### Problems
[1] Translate into Spanish the following sentence from the Skyfield thread: "That is happening because the from_astropy method is expecting an astropy.time.Time object, but the script is giving it a list of astropy.time.Time objects."
[2] Reproduce the passage of the Skyfield thread starting at "sc_times = []" and ending at "ts = load.timescale()".

### Supplied text
* * *

I'm currently working on vectorizing the computation of KeplerOrbit positions so that you can ask for the position of many objects at many times all at once, which should greatly speed up the kind of computation you're talking about doing. There's more discussion of this in issue #490.

nkelhos commented 3 years ago

I tried your suggestion:

ts     = load.timescale()
t1     = ts.from_astropy( sc_times )

but I get an error:

Traceback (most recent call last):
  File "./test_skyfield_deconstruct.py", line 31, in <module>
    t1     = ts.from_astropy( sc_times )
  File "/home/nkelhos/.local/lib/python3.7/site-packages/skyfield/timelib.py", line 305, in from_astropy
    return self.tt(jd=t.tt.jd)
AttributeError: 'list' object has no attribute 'tt'
nkelhos commented 3 years ago

To aid debugging, I condensed the code into this stand-alone script that recreates the error:

import ephem
from astropy.time import Time, TimeDelta                    
from skyfield.api import load 

sc_times = []
tdelta  = TimeDelta(2000,format='sec')                      
tstart  = Time('2015-01-01 00:00:00')
for i in range(10) :
  sc_times += [ tstart + (i*tdelta) ]

ts = load.timescale()
t1 = ts.from_astropy( sc_times ) 

output:

Traceback (most recent call last):
  File "pyephem_debug.py", line 12, in <module>
    t1 = ts.from_astropy( sc_times )
  File "/home/nkelhos/.local/lib/python3.7/site-packages/skyfield/timelib.py", line 305, in from_astropy
    return self.tt(jd=t.tt.jd)
AttributeError: 'list' object has no attribute 'tt'
JoshPaterson commented 3 years ago

That is happening because the from_astropy method is expecting an astropy.time.Time object, but the script is giving it a list of astropy.time.Time objects. Instead of a list of astropy.time.Time objects that each represent a single instant, you can make a single astropy.time.Time object that represents multiple instants like this:

from astropy.time import Time, TimeDelta
from skyfield.api import load
from numpy import arange

tdelta  = TimeDelta(2000*arange(10),format='sec')

* * *

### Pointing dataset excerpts
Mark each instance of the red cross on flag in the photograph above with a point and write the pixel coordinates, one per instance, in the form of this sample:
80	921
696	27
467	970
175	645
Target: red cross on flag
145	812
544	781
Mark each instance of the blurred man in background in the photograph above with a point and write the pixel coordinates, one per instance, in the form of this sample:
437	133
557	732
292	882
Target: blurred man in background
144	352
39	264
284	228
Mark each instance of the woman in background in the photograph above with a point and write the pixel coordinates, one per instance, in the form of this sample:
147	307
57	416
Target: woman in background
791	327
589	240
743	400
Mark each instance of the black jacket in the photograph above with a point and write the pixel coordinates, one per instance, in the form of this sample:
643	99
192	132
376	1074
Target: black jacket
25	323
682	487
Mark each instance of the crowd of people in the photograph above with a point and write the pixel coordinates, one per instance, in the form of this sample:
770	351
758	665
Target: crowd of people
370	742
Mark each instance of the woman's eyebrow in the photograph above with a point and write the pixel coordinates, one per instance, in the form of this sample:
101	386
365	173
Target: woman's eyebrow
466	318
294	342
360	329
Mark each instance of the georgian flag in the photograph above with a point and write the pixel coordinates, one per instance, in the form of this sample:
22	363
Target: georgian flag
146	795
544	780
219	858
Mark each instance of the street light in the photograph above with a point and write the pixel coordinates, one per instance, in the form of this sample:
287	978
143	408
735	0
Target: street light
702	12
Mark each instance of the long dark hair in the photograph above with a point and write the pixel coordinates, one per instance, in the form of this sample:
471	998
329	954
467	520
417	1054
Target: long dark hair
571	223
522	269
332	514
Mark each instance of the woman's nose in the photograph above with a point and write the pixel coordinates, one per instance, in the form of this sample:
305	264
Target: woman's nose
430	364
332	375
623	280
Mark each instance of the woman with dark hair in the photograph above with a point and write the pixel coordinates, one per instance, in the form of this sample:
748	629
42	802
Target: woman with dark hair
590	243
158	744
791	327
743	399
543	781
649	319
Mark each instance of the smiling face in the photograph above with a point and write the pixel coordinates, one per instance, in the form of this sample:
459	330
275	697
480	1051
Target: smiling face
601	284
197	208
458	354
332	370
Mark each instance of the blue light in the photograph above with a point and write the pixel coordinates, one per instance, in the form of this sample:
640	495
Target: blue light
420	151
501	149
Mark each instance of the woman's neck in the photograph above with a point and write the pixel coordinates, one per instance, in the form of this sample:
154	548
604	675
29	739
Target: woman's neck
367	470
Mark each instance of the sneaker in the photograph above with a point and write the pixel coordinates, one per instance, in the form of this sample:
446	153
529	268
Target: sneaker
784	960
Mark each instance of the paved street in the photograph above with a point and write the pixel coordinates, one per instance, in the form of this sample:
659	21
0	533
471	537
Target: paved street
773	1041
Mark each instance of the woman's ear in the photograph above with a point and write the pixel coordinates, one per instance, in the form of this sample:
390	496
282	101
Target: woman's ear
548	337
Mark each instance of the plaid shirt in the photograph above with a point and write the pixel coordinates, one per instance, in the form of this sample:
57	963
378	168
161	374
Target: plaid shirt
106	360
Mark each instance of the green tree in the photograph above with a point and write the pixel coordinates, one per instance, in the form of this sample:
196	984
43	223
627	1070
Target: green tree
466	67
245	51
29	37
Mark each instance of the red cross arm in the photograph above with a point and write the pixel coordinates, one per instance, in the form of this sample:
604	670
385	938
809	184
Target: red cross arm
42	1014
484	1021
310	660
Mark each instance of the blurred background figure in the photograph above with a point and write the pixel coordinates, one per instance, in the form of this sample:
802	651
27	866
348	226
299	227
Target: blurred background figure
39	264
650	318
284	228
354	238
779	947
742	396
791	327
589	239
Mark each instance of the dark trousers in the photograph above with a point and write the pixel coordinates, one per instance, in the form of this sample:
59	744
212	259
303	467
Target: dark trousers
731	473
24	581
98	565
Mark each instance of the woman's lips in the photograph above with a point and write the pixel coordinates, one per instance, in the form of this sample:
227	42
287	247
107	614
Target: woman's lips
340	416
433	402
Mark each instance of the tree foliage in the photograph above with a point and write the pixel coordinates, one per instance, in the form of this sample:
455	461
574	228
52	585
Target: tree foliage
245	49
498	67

* * *

### Full solutions
[1] Esto ocurre porque el método from_astropy espera un objeto astropy.time.Time, pero el script le está pasando una lista de objetos astropy.time.Time.

[2]
sc_times = []
tdelta  = TimeDelta(2000,format='sec')                      
tstart  = Time('2015-01-01 00:00:00')
for i in range(10) :
  sc_times += [ tstart + (i*tdelta) ]

ts = load.timescale()